This report reviews best practice in the co­operative health and social care services; and through a  comparative review, draws lessons from international experience of relevance to the UK. In a growing  number of countries from Europe to Canada and Japan, diverse co­operative models of social care are  expanding and developing creative new systems of accountability with dynamic forms of inclusive  community membership and ownership." (


From the press release at launch:

"The new strategy, ‘Social Co-operatives, a Democratic Co-production Agenda for Care Services in the UK’, examines best practice in co-operative health and social care services and draws lessons from international experience where co-operative models of delivery are widespread and are evolving dynamic forms of community membership and ownership.

The strategy marks a clear statement of intent to develop a new market of quality care for vulnerable citizens. With the increasing effect of austerity measures placing more pressure on all aspects of public sector delivery, the publication identifies opportunities for co-operative and mutual approaches to deliver social care across the UK.

_Record extracts_
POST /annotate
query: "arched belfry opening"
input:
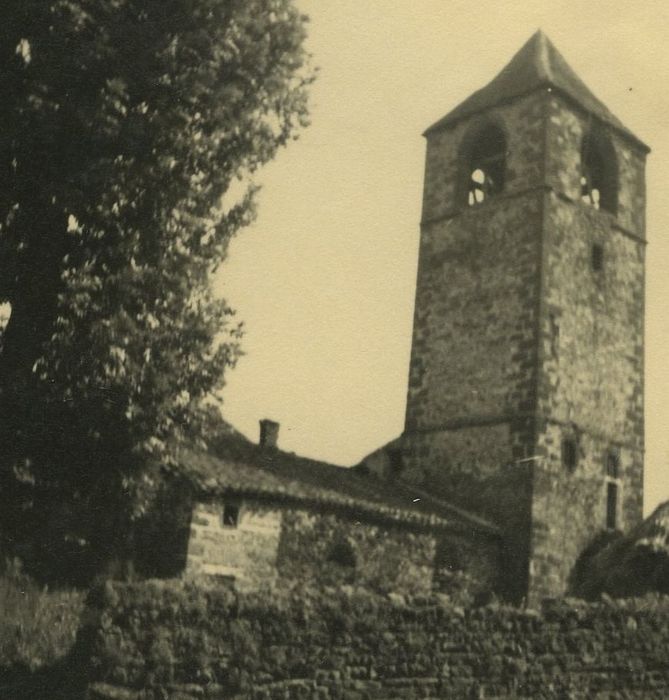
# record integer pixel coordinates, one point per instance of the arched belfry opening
(599, 171)
(484, 161)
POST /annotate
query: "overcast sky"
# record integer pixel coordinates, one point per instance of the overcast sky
(325, 279)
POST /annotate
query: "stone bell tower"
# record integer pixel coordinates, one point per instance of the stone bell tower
(525, 399)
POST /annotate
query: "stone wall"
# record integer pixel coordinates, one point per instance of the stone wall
(245, 551)
(186, 643)
(591, 346)
(519, 341)
(271, 542)
(329, 550)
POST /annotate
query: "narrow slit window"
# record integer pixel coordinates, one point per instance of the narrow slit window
(611, 505)
(230, 515)
(613, 464)
(597, 257)
(569, 454)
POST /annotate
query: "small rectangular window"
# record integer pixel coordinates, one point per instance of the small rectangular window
(230, 515)
(569, 454)
(611, 505)
(613, 464)
(597, 257)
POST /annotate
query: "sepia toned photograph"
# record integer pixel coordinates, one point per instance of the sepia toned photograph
(333, 350)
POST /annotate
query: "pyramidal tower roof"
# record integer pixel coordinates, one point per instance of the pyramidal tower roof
(537, 65)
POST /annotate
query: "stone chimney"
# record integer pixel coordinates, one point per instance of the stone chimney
(269, 433)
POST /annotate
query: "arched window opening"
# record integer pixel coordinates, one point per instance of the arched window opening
(599, 180)
(486, 165)
(5, 313)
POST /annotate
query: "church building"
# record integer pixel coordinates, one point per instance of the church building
(524, 432)
(525, 398)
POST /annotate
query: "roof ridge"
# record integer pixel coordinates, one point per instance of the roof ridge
(537, 64)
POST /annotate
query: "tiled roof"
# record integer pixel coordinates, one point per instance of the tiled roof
(537, 65)
(237, 467)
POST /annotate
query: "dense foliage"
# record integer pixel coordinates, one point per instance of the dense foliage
(125, 123)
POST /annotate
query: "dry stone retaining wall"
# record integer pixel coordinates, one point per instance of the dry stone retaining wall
(175, 640)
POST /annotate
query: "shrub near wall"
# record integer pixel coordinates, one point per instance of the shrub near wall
(176, 640)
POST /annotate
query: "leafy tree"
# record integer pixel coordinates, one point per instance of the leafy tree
(124, 124)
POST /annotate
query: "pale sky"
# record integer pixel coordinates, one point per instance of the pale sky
(324, 280)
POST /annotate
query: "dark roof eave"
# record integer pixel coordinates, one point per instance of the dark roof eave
(452, 119)
(368, 511)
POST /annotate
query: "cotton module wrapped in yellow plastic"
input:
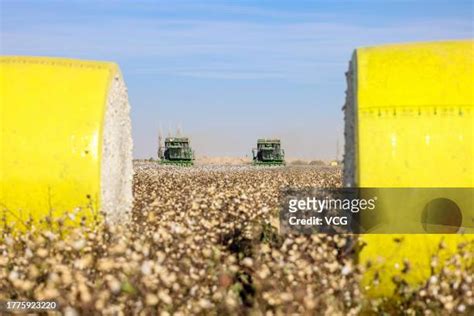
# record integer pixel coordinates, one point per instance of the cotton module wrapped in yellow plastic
(65, 139)
(409, 123)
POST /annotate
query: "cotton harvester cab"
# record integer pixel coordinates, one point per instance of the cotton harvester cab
(176, 152)
(268, 152)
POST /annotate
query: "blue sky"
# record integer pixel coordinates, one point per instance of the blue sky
(229, 72)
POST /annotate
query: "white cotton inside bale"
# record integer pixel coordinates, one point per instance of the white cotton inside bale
(116, 165)
(350, 126)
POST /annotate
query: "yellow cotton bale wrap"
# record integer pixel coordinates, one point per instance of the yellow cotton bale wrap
(65, 140)
(409, 123)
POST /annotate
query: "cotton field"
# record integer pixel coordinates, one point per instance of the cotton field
(205, 240)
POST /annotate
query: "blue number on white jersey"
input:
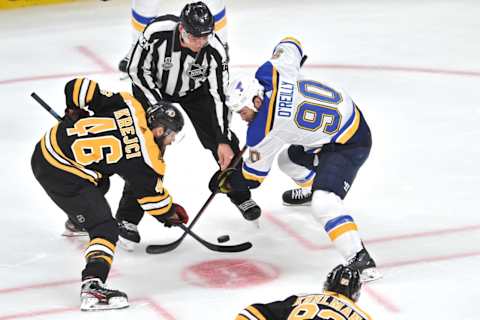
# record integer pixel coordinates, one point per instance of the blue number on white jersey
(310, 115)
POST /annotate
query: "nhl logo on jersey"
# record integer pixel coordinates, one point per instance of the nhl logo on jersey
(196, 71)
(170, 113)
(167, 63)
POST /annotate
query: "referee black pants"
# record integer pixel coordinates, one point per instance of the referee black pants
(199, 106)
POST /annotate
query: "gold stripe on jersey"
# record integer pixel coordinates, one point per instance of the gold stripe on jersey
(151, 199)
(161, 211)
(76, 90)
(63, 166)
(102, 242)
(150, 150)
(271, 106)
(342, 229)
(99, 248)
(350, 131)
(254, 311)
(305, 184)
(249, 176)
(91, 90)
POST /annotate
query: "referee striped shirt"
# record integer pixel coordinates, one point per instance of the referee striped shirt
(163, 70)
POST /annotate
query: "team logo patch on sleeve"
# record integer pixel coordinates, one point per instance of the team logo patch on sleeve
(142, 42)
(277, 53)
(254, 156)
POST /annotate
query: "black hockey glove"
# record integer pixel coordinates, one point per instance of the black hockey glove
(176, 216)
(227, 181)
(74, 113)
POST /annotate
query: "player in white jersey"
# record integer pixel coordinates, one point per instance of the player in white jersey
(144, 11)
(329, 141)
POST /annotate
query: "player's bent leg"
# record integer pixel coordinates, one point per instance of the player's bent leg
(128, 216)
(99, 257)
(328, 209)
(298, 165)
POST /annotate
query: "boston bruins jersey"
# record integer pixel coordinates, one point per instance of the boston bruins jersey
(113, 138)
(328, 305)
(295, 110)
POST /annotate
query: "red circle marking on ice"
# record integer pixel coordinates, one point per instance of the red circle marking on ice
(229, 273)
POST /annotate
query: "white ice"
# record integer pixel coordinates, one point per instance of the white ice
(413, 68)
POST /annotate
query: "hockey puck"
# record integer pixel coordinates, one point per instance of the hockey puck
(223, 238)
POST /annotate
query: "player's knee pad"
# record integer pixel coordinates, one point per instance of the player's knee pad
(326, 206)
(296, 164)
(106, 229)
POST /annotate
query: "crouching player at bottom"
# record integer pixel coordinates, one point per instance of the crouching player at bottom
(341, 292)
(328, 136)
(104, 134)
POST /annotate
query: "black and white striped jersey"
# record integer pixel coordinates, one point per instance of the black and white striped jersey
(163, 70)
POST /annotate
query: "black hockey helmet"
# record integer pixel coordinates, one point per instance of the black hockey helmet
(344, 280)
(197, 19)
(166, 115)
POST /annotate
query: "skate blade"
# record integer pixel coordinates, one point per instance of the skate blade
(306, 204)
(92, 304)
(371, 274)
(127, 245)
(256, 223)
(69, 233)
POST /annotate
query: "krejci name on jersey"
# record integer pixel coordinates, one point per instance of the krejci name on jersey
(127, 130)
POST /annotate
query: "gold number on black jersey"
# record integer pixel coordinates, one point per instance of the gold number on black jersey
(310, 311)
(95, 149)
(92, 125)
(304, 311)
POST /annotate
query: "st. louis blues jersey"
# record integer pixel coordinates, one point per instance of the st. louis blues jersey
(295, 110)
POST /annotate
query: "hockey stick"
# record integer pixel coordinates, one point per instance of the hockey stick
(214, 247)
(162, 248)
(46, 106)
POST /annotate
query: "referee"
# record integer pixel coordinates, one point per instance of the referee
(181, 59)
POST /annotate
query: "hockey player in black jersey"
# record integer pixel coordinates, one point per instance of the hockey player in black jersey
(337, 302)
(103, 134)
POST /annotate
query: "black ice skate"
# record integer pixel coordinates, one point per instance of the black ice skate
(128, 235)
(94, 296)
(249, 209)
(73, 230)
(365, 265)
(123, 64)
(297, 197)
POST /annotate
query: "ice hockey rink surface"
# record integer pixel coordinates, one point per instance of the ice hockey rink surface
(412, 67)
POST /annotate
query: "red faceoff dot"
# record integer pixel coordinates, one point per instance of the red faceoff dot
(230, 273)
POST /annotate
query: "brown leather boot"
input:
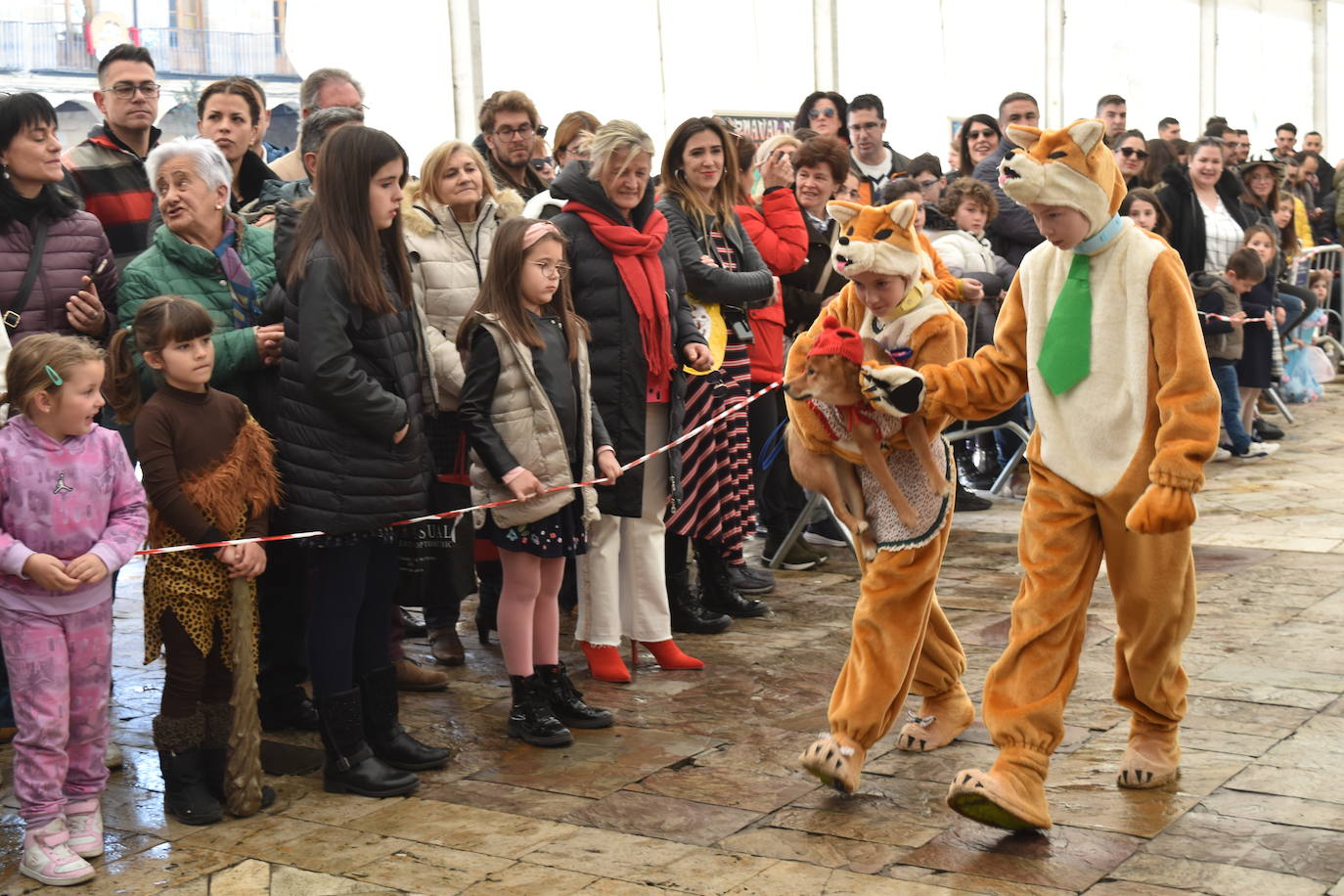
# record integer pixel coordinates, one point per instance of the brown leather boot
(412, 676)
(446, 647)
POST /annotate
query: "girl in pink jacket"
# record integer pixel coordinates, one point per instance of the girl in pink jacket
(70, 514)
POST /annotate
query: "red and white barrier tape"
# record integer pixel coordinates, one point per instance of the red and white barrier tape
(445, 515)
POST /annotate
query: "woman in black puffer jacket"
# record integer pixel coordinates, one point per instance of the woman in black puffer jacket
(625, 283)
(352, 452)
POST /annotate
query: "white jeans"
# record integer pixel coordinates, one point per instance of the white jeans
(621, 579)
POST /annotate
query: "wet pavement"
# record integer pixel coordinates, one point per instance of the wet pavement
(696, 790)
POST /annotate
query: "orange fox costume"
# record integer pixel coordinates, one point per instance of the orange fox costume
(1114, 463)
(902, 640)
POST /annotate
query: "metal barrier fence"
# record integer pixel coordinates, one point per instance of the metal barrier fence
(54, 46)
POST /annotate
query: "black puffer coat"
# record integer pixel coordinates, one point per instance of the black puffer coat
(348, 381)
(615, 352)
(1187, 214)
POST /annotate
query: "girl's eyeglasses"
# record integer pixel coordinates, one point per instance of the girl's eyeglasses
(549, 270)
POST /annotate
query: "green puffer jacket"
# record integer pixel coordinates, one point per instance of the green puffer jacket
(173, 266)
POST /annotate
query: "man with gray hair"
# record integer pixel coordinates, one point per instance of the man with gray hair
(323, 89)
(315, 130)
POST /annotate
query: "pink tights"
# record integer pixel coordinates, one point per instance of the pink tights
(528, 614)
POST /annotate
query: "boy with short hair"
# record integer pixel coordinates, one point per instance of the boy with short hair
(1221, 317)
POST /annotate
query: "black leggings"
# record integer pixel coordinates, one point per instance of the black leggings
(189, 676)
(351, 617)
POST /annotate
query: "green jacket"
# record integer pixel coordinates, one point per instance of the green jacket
(173, 266)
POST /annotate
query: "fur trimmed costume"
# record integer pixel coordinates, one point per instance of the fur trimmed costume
(1116, 458)
(902, 640)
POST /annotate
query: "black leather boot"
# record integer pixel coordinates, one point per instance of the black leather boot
(384, 734)
(291, 708)
(214, 751)
(186, 795)
(491, 574)
(689, 614)
(351, 766)
(531, 718)
(717, 590)
(567, 701)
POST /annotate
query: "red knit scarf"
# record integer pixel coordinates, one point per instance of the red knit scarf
(636, 255)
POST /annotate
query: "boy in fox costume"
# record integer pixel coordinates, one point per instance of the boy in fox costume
(1099, 326)
(902, 640)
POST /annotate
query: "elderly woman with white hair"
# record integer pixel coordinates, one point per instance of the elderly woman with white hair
(628, 287)
(210, 255)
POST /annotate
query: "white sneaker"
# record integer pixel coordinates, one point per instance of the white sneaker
(112, 756)
(83, 821)
(49, 859)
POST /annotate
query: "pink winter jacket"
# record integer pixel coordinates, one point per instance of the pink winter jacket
(65, 499)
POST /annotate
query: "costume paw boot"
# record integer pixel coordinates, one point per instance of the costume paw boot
(567, 701)
(605, 662)
(689, 611)
(531, 718)
(186, 795)
(938, 722)
(384, 734)
(214, 751)
(351, 766)
(836, 760)
(1152, 756)
(717, 589)
(1009, 795)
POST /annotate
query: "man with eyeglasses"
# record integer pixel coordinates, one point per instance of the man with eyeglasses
(873, 158)
(509, 126)
(108, 169)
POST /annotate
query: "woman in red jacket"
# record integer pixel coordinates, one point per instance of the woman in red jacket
(777, 230)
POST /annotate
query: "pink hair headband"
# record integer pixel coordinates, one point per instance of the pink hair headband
(536, 231)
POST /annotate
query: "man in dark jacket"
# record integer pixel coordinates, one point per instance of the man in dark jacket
(1012, 233)
(509, 126)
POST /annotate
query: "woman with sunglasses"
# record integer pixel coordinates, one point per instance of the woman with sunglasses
(1131, 157)
(978, 137)
(826, 113)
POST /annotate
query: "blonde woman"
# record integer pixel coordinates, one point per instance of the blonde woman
(450, 216)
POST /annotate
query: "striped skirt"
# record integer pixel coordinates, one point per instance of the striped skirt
(717, 499)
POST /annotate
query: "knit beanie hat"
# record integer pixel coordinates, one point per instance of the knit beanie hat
(837, 340)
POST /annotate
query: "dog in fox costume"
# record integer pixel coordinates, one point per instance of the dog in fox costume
(1099, 326)
(902, 641)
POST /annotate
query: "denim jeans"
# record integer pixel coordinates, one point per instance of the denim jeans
(1225, 378)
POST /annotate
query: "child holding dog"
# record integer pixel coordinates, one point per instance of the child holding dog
(902, 641)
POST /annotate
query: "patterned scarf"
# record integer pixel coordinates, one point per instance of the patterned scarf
(246, 310)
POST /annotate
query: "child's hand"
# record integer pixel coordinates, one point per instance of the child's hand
(87, 567)
(525, 485)
(607, 467)
(248, 561)
(50, 572)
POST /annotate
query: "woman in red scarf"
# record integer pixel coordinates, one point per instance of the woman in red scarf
(628, 287)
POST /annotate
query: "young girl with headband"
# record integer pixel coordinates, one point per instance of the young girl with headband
(534, 432)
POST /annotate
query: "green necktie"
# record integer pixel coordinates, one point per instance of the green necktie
(1066, 351)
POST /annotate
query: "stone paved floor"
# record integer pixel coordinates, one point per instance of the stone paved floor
(695, 788)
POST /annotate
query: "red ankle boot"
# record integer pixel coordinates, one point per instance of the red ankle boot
(667, 654)
(605, 662)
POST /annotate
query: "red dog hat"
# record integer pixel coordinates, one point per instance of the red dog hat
(839, 340)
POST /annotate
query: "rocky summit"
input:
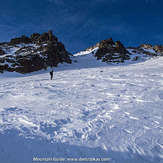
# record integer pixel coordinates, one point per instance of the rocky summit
(110, 51)
(27, 54)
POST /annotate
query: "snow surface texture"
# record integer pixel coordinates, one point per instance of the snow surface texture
(90, 110)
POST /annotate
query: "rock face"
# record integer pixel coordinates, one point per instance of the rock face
(110, 51)
(28, 54)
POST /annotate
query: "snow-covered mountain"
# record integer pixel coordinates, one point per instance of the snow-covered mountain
(93, 110)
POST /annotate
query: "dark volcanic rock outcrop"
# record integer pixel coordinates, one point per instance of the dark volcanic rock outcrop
(28, 54)
(110, 51)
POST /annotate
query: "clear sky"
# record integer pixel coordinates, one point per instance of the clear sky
(81, 23)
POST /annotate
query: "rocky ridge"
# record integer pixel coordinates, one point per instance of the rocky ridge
(27, 54)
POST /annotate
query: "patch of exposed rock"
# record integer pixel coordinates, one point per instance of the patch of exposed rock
(110, 51)
(28, 54)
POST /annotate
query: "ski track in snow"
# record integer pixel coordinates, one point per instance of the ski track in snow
(115, 108)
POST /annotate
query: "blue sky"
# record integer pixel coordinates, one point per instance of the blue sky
(81, 23)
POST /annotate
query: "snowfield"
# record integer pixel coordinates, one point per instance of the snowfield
(89, 110)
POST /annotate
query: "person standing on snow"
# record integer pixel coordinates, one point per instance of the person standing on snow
(51, 74)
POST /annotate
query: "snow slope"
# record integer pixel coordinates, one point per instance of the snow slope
(90, 110)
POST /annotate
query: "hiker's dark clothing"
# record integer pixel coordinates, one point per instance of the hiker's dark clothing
(51, 74)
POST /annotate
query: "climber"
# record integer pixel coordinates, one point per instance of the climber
(51, 74)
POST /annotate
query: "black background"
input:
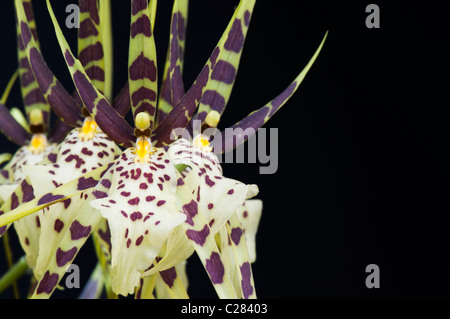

_Required work_
a) In the passage on co-operative care, what is the title of the new strategy?
b) Copy out the stretch of the passage on co-operative care from "From the press" through "membership and ownership.", word for word.
c) Pick up the passage on co-operative care where it stops and keep writing.

_Final answers_
a) ‘Social Co-operatives, a Democratic Co-production Agenda for Care Services in the UK’

b)
From the press release at launch:

"The new strategy, ‘Social Co-operatives, a Democratic Co-production Agenda for Care Services in the UK’, examines best practice in co-operative health and social care services and draws lessons from international experience where co-operative models of delivery are widespread and are evolving dynamic forms of community membership and ownership.

c)
Drawing on the work of around seventy co-operative mutual pioneers in the social care field, the new strategy explores the potential for a radical new model of social care.

The strategy identifies a market opportunity for the co-operative movement to collaborate with other stakeholders in the public, voluntary and social enterprise sector to develop multi-stakeholder models for social care. It makes twelve key recommendations. Amongst these, it calls for increased awareness about the potential for co-operative and multi-stakeholder models and of the associated legal models. It calls for fiscal incentives to be developed at governmental level to assist the social care co-operative sector to develop and expand. The strategy identifies the need to utilise digital technology and consortia approaches to secure ‘economies of co-operation’ and the need for social finance mechanisms to mobilise capital development.

Ed Mayo, Secretary General of Co-operatives UK, the national body that campaigns for co-operation and works to promote, develop and unite co-operative enterprises. He commented,

“The social co-operative model turns the users of social care into partners, alongside the workforce, with both given an ownership stake in the business and a share in it’s success. It will see a new market of quality care developed for the country’s vulnerable citizens.”

The document was written by Pat Conaty, research associate, at Co-operatives UK.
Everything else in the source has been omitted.